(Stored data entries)
--- Start ---

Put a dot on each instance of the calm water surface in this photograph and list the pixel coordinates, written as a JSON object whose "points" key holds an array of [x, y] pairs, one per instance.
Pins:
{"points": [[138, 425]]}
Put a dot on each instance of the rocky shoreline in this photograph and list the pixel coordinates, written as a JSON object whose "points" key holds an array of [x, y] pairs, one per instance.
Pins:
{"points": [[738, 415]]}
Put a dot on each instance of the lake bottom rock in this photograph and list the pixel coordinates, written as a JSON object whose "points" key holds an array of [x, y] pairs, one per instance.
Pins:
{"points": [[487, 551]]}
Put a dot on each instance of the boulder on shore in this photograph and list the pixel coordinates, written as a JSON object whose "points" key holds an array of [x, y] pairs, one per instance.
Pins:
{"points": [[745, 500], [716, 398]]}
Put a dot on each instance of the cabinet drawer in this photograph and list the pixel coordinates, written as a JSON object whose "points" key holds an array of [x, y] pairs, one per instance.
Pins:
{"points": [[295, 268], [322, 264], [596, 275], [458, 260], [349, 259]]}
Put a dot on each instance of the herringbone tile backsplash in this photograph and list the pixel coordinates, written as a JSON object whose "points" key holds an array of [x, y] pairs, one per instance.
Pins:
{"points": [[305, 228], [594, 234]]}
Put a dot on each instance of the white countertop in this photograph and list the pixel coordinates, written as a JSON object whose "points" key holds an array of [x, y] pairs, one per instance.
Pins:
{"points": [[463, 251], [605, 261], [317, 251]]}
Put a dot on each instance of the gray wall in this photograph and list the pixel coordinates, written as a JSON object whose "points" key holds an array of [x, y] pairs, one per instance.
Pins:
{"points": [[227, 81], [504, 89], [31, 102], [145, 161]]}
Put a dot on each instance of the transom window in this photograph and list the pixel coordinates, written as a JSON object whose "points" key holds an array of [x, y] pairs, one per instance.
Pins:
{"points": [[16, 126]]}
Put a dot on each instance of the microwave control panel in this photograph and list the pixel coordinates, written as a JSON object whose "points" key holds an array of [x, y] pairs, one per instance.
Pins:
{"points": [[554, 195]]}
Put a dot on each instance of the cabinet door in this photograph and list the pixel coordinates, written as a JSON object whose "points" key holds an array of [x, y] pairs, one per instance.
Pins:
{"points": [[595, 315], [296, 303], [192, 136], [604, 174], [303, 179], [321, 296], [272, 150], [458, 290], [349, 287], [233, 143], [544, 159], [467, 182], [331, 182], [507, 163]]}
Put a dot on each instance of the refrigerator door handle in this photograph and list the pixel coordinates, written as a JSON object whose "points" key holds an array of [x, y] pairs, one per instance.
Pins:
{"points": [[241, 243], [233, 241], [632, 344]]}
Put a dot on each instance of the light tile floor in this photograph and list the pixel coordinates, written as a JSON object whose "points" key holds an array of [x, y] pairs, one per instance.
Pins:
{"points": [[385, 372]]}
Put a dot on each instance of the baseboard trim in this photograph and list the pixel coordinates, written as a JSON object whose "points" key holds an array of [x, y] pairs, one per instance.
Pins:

--- End ---

## [WHAT TO WORK ON]
Rewrite every line of the material above as a numbered list, leaving out any blank lines.

## [SOLUTION BELOW]
1. Put a dot on each instance of the calm water surface in this photograph and list the pixel coordinates, written as a JSON object whose "points" key holds an array of [x, y] pairs, one per instance.
2. Pins:
3. {"points": [[138, 425]]}
4. Put a dot on each instance of the rocky shoreline in this photograph and list the pixel coordinates, written as a JSON object whose "points" key holds an array of [x, y] pairs, one per instance.
5. Pins:
6. {"points": [[738, 415]]}
7. Put a dot on each instance of the lake bottom rock in this photograph and list the pixel coordinates, written as a JSON object whose "points" key holds an array of [x, y] pairs, one per instance.
8. Pins:
9. {"points": [[487, 551]]}
10. Put a dot on each instance of the boulder on shore in this photograph and list the pixel coordinates, written as a JSON object whose "points" key holds an array of [x, y] pairs, one per instance.
11. Pins:
12. {"points": [[745, 500], [716, 398]]}
13. Put a dot on each instance of the cabinet drawer in this photograph and list the pixel coordinates, written as a JSON object whose "points" key holds an array of [x, y] pairs, one per instance.
14. Pins:
15. {"points": [[295, 268], [322, 264], [596, 275], [458, 260], [349, 259]]}
16. Put a dot on each instance of the herringbone tile backsplash in this photograph and list the pixel coordinates, written as a JSON object whose "points" key holds an array of [x, y] pairs, one per instance.
17. Pins:
18. {"points": [[305, 228], [594, 234]]}
19. Put a dot on each instance of the white countertop in this photograph and list the pixel coordinates, written as a JSON object whose "points" key holds an array of [x, y] pairs, one per instance.
20. Pins:
21. {"points": [[463, 251], [605, 261], [317, 251]]}
22. Put a dot on each instance of the gray wall in this photograph and list the pixel coordinates, written as a JSON object whose "points" key holds an array of [x, y] pairs, one per instance.
23. Pins:
24. {"points": [[227, 81], [504, 89], [31, 102], [145, 161]]}
25. Put a dot on each instance of the transom window in this photograph and list the pixel coordinates, written as a JSON object whose "points" key holds an array of [x, y] pairs, one per instance.
26. Pins:
27. {"points": [[16, 126]]}
28. Put a dot on each instance of the microwave control panel in this photograph and list the pixel coordinates, written as a JSON object whose "points" key holds an array of [x, y] pairs, one per instance.
29. Pins:
30. {"points": [[554, 195]]}
31. Put a dot on each instance of the cabinet door in this photograph and list the pixel coordinates, written as a JSON object whose "points" key holds an array of [x, y] pairs, one per instance.
32. Pins:
33. {"points": [[595, 315], [296, 303], [192, 136], [604, 174], [303, 179], [321, 296], [272, 150], [458, 290], [349, 287], [233, 143], [544, 159], [467, 182], [331, 182], [507, 163]]}
34. Put a dot on each instance of the refrigerator door handle in this photograph and list the pixel coordinates, written as a JSON object whose "points" key holds an array of [x, y] pairs, one per instance.
35. Pins:
36. {"points": [[241, 243], [233, 241], [632, 344]]}
37. Put a dot on each instance of the light tile floor in this photograph and list the pixel coordinates, written as a JSON object whose "points" key holds an array of [x, y] pairs, one per instance.
38. Pins:
39. {"points": [[385, 372]]}
40. Put a dot on each instance of the baseboard trim in this photograph and list the pixel coordinates, written as a JSON object whose "points" key holds an array of [x, y] pairs, one per instance.
41. Pins:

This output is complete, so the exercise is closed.